- How to complete this task: Carry on the passage about per-oral pyloromyotomy from its last sentence.

- Page extract:
Per-oral pyloromyotomy (POP)

The new techniques also include a recently introduced surgery known as per-oral pyloromyotomy (POP), an endoscopic procedure where surgeons perform a similar operation, using a submucosal tunnel to cut away at the pyloric sphincter muscle between the bottom of the stomach and the top of the small intestine. This is used to relieve the symptoms of gastroparesis, a debilitating and chronic digestive disease where the stomach does not empty properly.

Among these procedures, POP – dividing the pylorus using endoscopy in order to relieve the symptoms of gastroparesis - potentially has some of the most far reaching benefits.

Gastroparesis is a disease which stops the stomach from emptying properly, usually due to either end stage diabetes, surgery or other medications. Experts estimate that around 5.2 per cent of people with type 1 and 1.0 per cent with type 2 diabetes have the condition. It can occasionally also occur spontaneously with no known cause, although this is likely to happen for women 37.8 times per 100,000 people and for men only in 9.6 cases per 100,000.

- Extracted records:

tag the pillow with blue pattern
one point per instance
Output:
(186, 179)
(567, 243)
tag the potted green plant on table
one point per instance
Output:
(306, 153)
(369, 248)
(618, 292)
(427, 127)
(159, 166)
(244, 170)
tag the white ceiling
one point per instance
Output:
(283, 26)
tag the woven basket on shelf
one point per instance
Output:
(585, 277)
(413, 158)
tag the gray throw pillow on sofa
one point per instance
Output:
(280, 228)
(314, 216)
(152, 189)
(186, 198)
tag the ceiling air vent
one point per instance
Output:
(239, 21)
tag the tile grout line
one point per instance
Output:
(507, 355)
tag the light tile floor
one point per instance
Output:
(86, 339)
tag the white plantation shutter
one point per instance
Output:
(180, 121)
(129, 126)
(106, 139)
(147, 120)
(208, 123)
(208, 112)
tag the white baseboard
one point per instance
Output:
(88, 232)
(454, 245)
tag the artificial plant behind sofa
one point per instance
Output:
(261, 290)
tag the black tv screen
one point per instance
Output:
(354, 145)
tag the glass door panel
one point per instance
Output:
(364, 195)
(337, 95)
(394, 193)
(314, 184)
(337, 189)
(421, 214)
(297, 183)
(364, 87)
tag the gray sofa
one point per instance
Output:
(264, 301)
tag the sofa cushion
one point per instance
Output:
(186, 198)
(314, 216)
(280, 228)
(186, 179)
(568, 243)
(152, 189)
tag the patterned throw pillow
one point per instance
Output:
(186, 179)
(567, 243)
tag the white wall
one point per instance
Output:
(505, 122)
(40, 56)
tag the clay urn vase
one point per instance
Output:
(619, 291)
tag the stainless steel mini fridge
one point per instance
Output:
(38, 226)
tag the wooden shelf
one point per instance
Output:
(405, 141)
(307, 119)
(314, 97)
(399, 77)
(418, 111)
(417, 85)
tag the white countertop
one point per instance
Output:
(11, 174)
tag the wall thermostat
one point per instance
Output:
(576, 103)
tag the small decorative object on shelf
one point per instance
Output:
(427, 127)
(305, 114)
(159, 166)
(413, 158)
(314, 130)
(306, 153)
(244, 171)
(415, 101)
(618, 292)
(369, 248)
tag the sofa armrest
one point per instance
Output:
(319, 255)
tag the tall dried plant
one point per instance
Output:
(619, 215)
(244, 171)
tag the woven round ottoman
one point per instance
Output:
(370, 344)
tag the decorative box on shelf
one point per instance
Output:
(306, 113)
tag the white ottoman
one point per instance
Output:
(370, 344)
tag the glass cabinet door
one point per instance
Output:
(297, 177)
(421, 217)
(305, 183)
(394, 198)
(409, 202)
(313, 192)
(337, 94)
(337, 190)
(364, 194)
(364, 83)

...

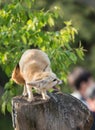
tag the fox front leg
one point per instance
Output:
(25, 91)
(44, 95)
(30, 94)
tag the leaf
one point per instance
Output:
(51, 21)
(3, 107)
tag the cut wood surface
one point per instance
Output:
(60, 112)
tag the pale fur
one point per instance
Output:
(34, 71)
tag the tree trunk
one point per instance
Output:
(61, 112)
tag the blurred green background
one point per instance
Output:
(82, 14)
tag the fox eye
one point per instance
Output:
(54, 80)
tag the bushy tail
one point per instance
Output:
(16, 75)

- Response below:
Gastroparesis is diagnosed by studying the gastrointestinal tract to check whether the stomach is emptying. If doctors cannot find any obstruction or ulcer, they confirm the diagnosis by using what is known as a gastric emptying study. This usually involves the patient eating a meal in which the solid component of the meal (for example scrambled eggs) is mixed with a small amount of radioactive material. A scanner, acting like a Geiger counter, is then placed over the patient’s stomach to see how quickly the radioactive material empties from the stomach.

Patients diagnosed with gastroparesis are at first given advice on modifying their diets and drugs to help them digest food better. But, the progressive nature of the disease and the fact that many of the drugs used as promotility agents become less effective over time, leads patients to search for other options to relieve their symptoms.

Currently these include everything from injections of botulinum toxin (botox); placing a stent – a small mesh tube – inside the muscle between the stomach and the duodenum; inserting a device in the abdomen which sends mild electrical pulses to the abdomen to aid gastric emptying; or performing keyhole surgery using a laparoscope to cut away at the muscle. Yet all of these procedures have some drawbacks.

During a POP procedure, surgeons inflate the stomach with carbon dioxide gas and then tunnel beneath the mucosa membrane at the bottom of the stomach until the pylorus muscle is exposed. The muscle fibers of the pylorus are then divided and the endoscope removed from the tunnel. The tunnel is then closed with endoscopic clips and the endoscope totally removed.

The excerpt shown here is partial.